#### [What you need to do]
Pick up the piece on family caregiver guilt and personal stories after its final sentence and keep writing it.

Feeling Guilt? Tell Yourself a Better Personal Story!

I have been a family caregiver for 21 years. And, if there is one emotion I have experienced, usually at the worst times, it is guilt, which is one damn complex emotion!

First, there is “healthy” and “unhealthy” guiltHealthy guilt is an emotion that can be very constructive and help shape us as people, especially if our actions have crossed acceptable lines and we learned from our mistakes. Unhealthy Guilt, is the feeling that arises when you really didn’t do anything wrong, but still felt badly about your actions, or outcome.

As family caregivers, it is not terribly unusual to have a heap of Unhealthy Guilt, especially when you are being pulled in many different directions and trying to balance caregiving, family and friends time, work responsibilities and personal time. You can get caught up in a cycle of guilt not because you're being a jerk (Mom, no comments please!), but primarily because you're human and can't possibly be everything to everybody.  Please see if any of the following situations sound familiar?

  • Getting short with a loved one when she/he complains about little things, like your being 15 minutes late after having driven an hour in traffic to get there. Feeling? Guilty! 

  • After spending an unexpected inordinate amount of time caring for your loved one, you are unable to give your family the attention they desire. Feeling? Guilty!

  • Leaving work early and not being available to help colleagues prepare for tomorrow’s important client meeting. Feeling? Guilty!

  • Giving an unusually “terse” response to the doctor’s receptionist because you are waiting for over an hour and are going to be late for another meeting. Feeling? Guilty! 

  • Getting short tempered with family because you're frustrated with the little time, if any, you have for personal joy time. Feeling? Guilty!

When discussing "the guilt" issue with fellow family caregivers, a response I often observe is frustration because, as they say...I'm doing my best, but I just don't feel it's good enough!

How we experience the situations we encounter has a lot to do with the "personal stories” we tell ourselves, which include how we should act and feel about what's going on.  Unfortunately, we learn many of our personal stories as children from our parents, teachers, coaches, etc.  These stories helped shape our beliefs and personal values. But who the heck ever said these stories were correct, and should be our personal stories and lifelong guides?

I will volunteer to demonstrate how a couple of my childhood-learned lessons became my personal stories, which caused issues for me as an adult family caregiver. As a kid, I was taught the importance of always "doing my best", meant always giving 100% so there would be no regrets...100% effort with no excuses became the foundation of my personal story about effort and to a degree responsibility.

Now, in hindsight I realize this personal story, combined with many challenges of family caregiving, made avoiding feeling guilty almost an impossibility. And, for me disappointment, frustration, unhappiness and, yes, guilt, very unhealthy guilt, followed.

Pointing data excerpts
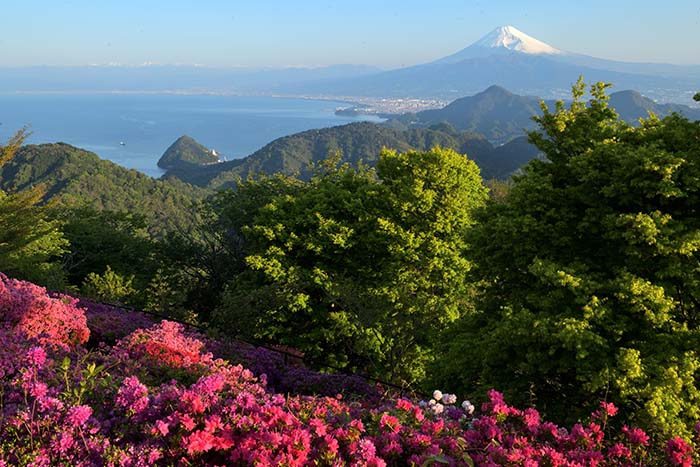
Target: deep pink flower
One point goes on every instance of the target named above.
(679, 452)
(78, 415)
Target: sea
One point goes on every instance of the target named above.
(133, 130)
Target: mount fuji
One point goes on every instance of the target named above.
(504, 39)
(512, 59)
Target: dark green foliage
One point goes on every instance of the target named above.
(590, 273)
(31, 244)
(185, 152)
(357, 272)
(500, 115)
(102, 240)
(73, 177)
(291, 155)
(496, 113)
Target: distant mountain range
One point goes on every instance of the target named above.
(506, 57)
(364, 141)
(489, 127)
(510, 58)
(73, 177)
(500, 115)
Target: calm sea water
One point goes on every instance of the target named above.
(147, 124)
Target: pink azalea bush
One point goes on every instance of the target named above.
(66, 405)
(28, 308)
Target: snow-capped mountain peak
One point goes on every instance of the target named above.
(504, 39)
(511, 38)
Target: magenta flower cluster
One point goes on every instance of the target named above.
(159, 397)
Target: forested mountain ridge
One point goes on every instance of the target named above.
(501, 115)
(75, 177)
(188, 151)
(355, 141)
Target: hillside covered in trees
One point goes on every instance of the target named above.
(572, 291)
(355, 142)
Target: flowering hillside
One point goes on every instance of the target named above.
(157, 395)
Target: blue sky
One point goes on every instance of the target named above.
(274, 33)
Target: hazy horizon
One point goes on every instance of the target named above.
(277, 34)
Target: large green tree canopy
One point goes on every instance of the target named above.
(590, 272)
(357, 269)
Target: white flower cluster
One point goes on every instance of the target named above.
(437, 404)
(468, 407)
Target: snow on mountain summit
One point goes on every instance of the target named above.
(513, 39)
(504, 39)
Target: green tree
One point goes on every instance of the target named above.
(590, 273)
(99, 239)
(109, 287)
(357, 269)
(30, 243)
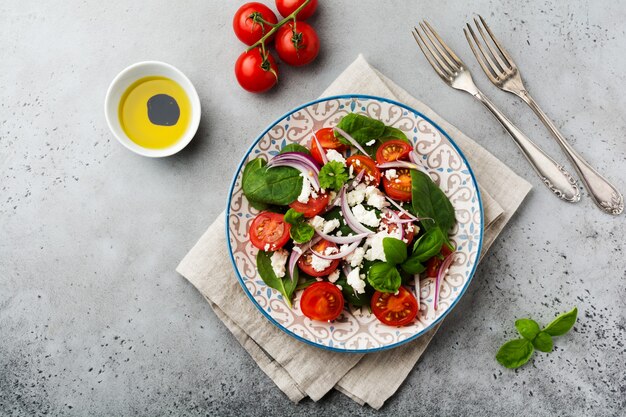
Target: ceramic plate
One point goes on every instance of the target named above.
(357, 330)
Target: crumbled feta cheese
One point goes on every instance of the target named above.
(364, 216)
(355, 281)
(333, 155)
(279, 258)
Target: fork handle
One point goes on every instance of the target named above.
(553, 175)
(603, 193)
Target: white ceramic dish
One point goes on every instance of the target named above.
(131, 74)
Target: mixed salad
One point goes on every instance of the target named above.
(349, 229)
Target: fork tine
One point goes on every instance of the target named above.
(505, 54)
(478, 56)
(432, 62)
(501, 65)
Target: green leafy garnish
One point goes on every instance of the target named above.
(333, 175)
(516, 353)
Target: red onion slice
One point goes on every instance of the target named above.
(440, 275)
(351, 140)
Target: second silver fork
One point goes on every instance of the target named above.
(454, 73)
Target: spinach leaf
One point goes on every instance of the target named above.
(286, 286)
(395, 250)
(294, 147)
(384, 277)
(361, 128)
(430, 201)
(278, 186)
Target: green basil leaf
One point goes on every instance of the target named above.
(302, 232)
(277, 186)
(515, 353)
(562, 323)
(384, 277)
(543, 342)
(361, 128)
(527, 328)
(395, 250)
(430, 201)
(294, 147)
(429, 244)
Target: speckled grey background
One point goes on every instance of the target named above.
(93, 318)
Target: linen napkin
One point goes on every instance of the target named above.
(298, 369)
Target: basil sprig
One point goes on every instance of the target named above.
(516, 353)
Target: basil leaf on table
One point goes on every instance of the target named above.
(277, 186)
(384, 277)
(562, 323)
(286, 286)
(430, 201)
(527, 328)
(515, 353)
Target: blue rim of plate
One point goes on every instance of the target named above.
(344, 97)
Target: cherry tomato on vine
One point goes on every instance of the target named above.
(297, 47)
(254, 73)
(247, 24)
(286, 7)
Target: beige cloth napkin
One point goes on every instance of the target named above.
(298, 369)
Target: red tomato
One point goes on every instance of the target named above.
(433, 264)
(245, 25)
(304, 263)
(399, 188)
(322, 301)
(362, 162)
(298, 47)
(395, 310)
(312, 207)
(392, 150)
(269, 231)
(286, 7)
(326, 138)
(254, 73)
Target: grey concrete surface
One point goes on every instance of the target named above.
(95, 321)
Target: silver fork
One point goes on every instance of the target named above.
(503, 73)
(454, 73)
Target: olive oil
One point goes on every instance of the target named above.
(154, 112)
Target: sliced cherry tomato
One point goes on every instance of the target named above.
(313, 206)
(246, 25)
(269, 231)
(395, 310)
(393, 150)
(297, 47)
(362, 162)
(254, 73)
(304, 263)
(286, 7)
(433, 264)
(322, 301)
(399, 188)
(326, 138)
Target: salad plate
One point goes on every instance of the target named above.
(357, 330)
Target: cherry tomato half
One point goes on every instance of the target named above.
(286, 7)
(399, 188)
(269, 231)
(304, 263)
(393, 150)
(362, 162)
(313, 206)
(297, 47)
(322, 301)
(326, 138)
(247, 29)
(395, 310)
(254, 73)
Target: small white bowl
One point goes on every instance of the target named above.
(131, 74)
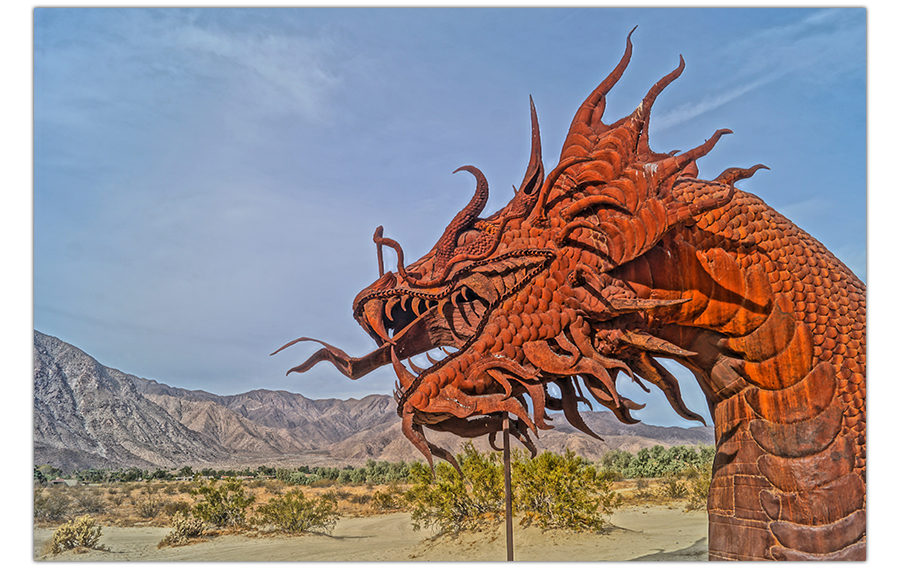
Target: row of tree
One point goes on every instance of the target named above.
(657, 461)
(647, 463)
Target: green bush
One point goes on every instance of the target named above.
(53, 504)
(80, 532)
(657, 461)
(184, 528)
(387, 500)
(551, 490)
(448, 503)
(88, 502)
(672, 488)
(176, 507)
(562, 491)
(295, 513)
(698, 486)
(225, 505)
(150, 507)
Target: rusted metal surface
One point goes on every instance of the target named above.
(507, 487)
(617, 257)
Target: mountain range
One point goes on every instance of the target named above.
(87, 415)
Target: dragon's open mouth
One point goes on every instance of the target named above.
(431, 325)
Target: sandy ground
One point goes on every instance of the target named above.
(636, 533)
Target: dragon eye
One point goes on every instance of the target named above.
(467, 237)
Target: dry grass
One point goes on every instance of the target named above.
(135, 504)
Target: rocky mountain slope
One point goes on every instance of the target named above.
(89, 415)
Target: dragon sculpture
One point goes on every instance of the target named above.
(617, 257)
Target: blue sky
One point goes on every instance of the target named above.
(207, 182)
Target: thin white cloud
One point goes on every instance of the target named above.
(273, 74)
(812, 51)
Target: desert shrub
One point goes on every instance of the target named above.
(657, 461)
(177, 507)
(51, 505)
(449, 503)
(184, 528)
(337, 494)
(296, 513)
(642, 489)
(225, 505)
(389, 499)
(80, 532)
(672, 488)
(88, 502)
(698, 486)
(554, 491)
(562, 491)
(149, 507)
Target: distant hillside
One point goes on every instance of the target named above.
(88, 415)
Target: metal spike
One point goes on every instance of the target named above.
(414, 367)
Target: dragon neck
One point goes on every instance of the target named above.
(778, 327)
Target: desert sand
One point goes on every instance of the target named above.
(634, 533)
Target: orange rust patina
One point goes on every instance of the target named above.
(617, 257)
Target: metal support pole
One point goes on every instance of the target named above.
(507, 485)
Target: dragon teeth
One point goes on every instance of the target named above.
(389, 307)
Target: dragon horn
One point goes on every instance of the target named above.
(478, 201)
(641, 115)
(590, 112)
(674, 164)
(534, 176)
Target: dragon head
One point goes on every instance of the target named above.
(506, 305)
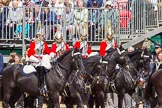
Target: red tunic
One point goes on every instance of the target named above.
(32, 51)
(55, 48)
(104, 45)
(78, 45)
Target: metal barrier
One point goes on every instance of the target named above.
(124, 20)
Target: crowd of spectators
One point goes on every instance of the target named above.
(97, 16)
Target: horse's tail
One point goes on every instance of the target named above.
(148, 89)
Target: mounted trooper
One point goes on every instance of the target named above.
(83, 44)
(108, 44)
(38, 54)
(59, 46)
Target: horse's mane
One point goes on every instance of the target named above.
(64, 54)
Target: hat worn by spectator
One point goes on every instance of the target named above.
(95, 3)
(108, 3)
(83, 32)
(58, 35)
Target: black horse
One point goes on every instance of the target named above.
(14, 83)
(125, 81)
(94, 67)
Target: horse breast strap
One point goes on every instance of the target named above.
(77, 53)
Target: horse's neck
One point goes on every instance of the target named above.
(111, 68)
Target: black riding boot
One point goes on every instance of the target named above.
(41, 83)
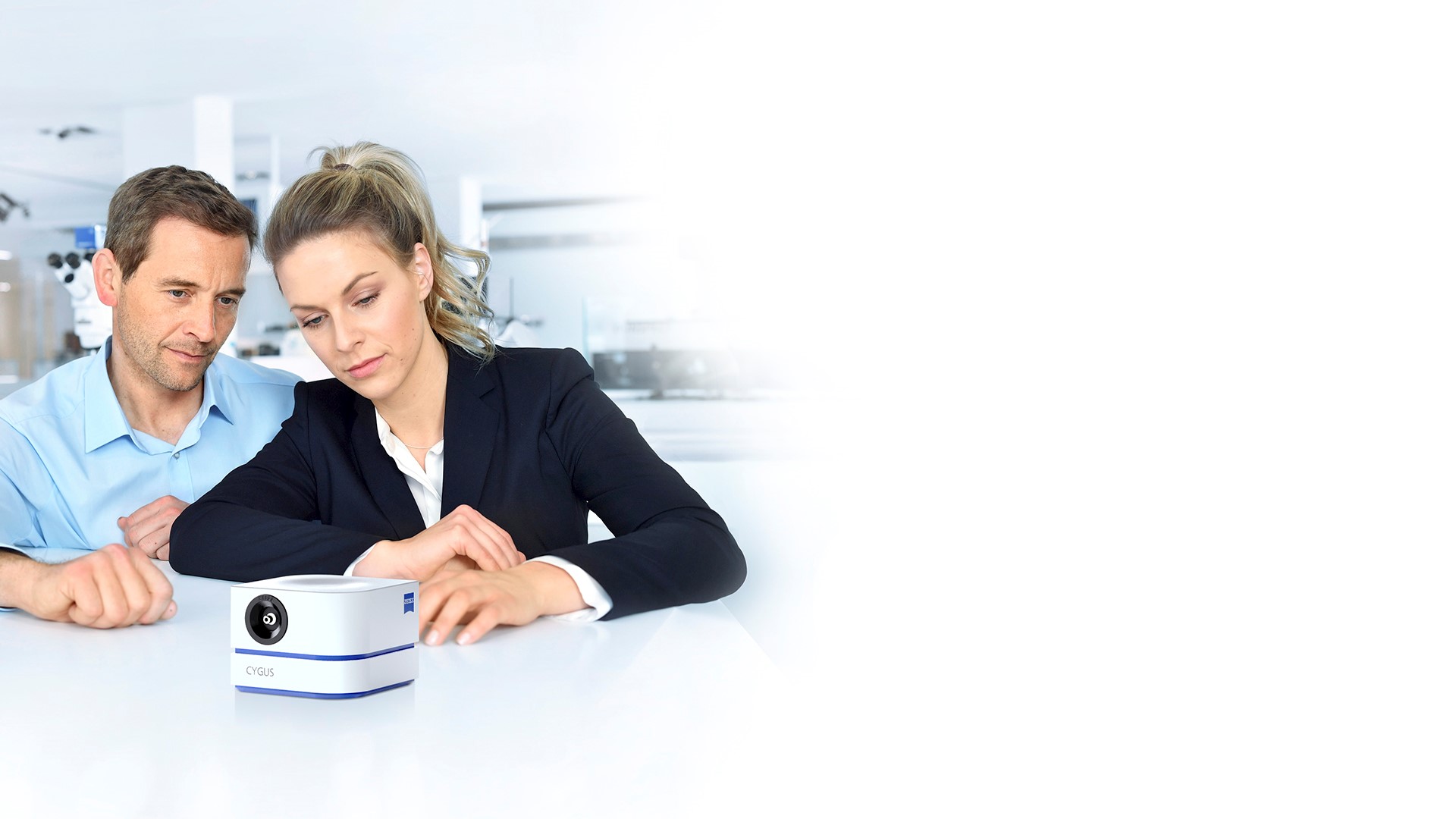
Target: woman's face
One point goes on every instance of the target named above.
(360, 311)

#### [Result of the exercise]
Challenging My Personal Stories

A flaw I found in my early learned lesson, whether it was actually taught this way or my perception of what was said, I felt I had embraced an all or nothing mindset. Thankfully, as an adult, I knew I have control to determine the personal stories that fit my values and life beliefs.

I determined there was nothing wrong with "doing my best" to be a good family caregiver, family member, friend, employee and self-advocate.  I was raised with this belief and valued it. However, MY personal story for “doing my best” would need to be more expansive and personally less onerous.

Going forward, I determined instead of being the only person to deliver hands-on caregiving for my loved one, which took up a huge amount of time, I now look at my role as being my loved one's family caregiving QB, meaning there were times I could oversee care from a distance versus being physically there. I was still committed to "doing my best" to deliver the best caregiving possible.  I just had to find a more personally empowering way to deliver it. My new personal story was "doing my best" to accomplish my goals while leading a more balanced life.

To do this, I had to make, for me, what was a big decision...ASKING OTHERS FOR HELP!  As easy as this may sound, you would be shocked how difficult this is for many family caregivers.  However, once I crossed this bridge, and spoke more openly to my friends, fellow employees, etc. about the consequences I face because of the family caregiving demands, I felt more liberated. This opened up time for me to spend with family and friends, and ensured I would partake in and protect my "me" time every day.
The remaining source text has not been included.